# Given that the events A and B are such that P(A)

Question:

Given that the events $A$ and $B$ are such that $P(A)=\frac{1}{2}, P(A \cup B)=\frac{3}{5}$ and $P(B)=p$. Find $p$ if they are (i) mutually exclusive (ii) independent.

Solution:

It is given that $\mathrm{P}(\mathrm{A})=\frac{1}{2}, \mathrm{P}(\mathrm{A} \cap \mathrm{B})=\frac{3}{5}$, and $\mathrm{P}(\mathrm{B})=p$

(i) When $A$ and $B$ are mutually exclusive, $A \cap B=\Phi$

$\therefore P(A \cap B)=0$

It is known that, $\mathrm{P}(\mathrm{A} \cup \mathrm{B})=\mathrm{P}(\mathrm{A})+\mathrm{P}(\mathrm{B})-\mathrm{P}(\mathrm{A} \cap \mathrm{B})$

$\Rightarrow \frac{3}{5}=\frac{1}{2}+p-0$

$\Rightarrow p=\frac{3}{5}-\frac{1}{2}=\frac{1}{10}$

(ii) When $\mathrm{A}$ and $\mathrm{B}$ are independent, $\mathrm{P}(\mathrm{A} \cap \mathrm{B})=\mathrm{P}(\mathrm{A}) \cdot \mathrm{P}(\mathrm{B})=\frac{1}{2} p$

It is known that, $\mathrm{P}(\mathrm{A} \cup \mathrm{B})=\mathrm{P}(\mathrm{A})+\mathrm{P}(\mathrm{B})-\mathrm{P}(\mathrm{A} \cap \mathrm{B})$

$\Rightarrow \frac{3}{5}=\frac{1}{2}+p-\frac{1}{2} p$

$\Rightarrow \frac{3}{5}=\frac{1}{2}+\frac{p}{2}$

$\Rightarrow \frac{p}{2}=\frac{3}{5}-\frac{1}{2}=\frac{1}{10}$

$\Rightarrow p=\frac{2}{10}=\frac{1}{5}$
# # #
_Your task_. Copy the passage of the probability solution above word for word, from "# Given that" to "exclusive (ii) independent.".

_Excerpted data_.
# # #
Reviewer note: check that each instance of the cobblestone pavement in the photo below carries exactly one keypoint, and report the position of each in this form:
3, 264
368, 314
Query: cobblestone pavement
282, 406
# # #
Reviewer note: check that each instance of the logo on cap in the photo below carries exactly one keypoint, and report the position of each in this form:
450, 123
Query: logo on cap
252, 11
# # #
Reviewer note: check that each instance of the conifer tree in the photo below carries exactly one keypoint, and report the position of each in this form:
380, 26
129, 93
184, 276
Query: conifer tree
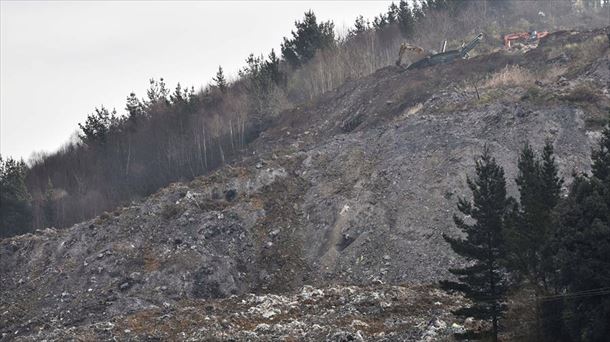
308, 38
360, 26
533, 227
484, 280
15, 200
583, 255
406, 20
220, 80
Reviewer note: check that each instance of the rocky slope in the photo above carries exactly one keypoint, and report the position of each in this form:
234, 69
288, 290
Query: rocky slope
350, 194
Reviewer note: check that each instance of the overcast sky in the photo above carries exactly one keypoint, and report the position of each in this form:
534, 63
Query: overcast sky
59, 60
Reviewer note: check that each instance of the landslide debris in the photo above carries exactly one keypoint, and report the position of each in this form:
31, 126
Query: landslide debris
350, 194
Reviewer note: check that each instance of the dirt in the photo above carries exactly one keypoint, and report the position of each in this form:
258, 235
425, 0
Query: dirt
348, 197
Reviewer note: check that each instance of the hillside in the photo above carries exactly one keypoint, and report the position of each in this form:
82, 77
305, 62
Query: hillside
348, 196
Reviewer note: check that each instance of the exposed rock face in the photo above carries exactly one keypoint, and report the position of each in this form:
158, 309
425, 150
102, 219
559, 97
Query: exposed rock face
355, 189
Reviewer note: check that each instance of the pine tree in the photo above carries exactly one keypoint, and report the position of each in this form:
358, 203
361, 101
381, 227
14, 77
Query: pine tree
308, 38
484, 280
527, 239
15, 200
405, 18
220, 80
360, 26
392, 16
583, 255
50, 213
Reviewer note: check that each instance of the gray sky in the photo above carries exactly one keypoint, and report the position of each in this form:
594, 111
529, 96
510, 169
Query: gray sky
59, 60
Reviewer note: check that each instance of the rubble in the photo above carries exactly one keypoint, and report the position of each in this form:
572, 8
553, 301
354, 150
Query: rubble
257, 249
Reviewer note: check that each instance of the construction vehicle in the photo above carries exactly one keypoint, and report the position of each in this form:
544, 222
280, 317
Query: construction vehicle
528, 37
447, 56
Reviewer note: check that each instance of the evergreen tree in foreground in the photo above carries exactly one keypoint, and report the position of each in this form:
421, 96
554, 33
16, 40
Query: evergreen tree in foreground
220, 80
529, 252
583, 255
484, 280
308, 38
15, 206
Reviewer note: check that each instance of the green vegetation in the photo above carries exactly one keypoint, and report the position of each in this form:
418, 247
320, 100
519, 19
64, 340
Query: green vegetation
# # #
_Written response_.
# Given that the events A and B are such that P(A)

Question:

Given that the events $A$ and $B$ are such that $P(A)=\frac{1}{2}, P(A \cup B)=\frac{3}{5}$ and $P(B)=p$. Find $p$ if they are (i) mutually exclusive (ii) independent.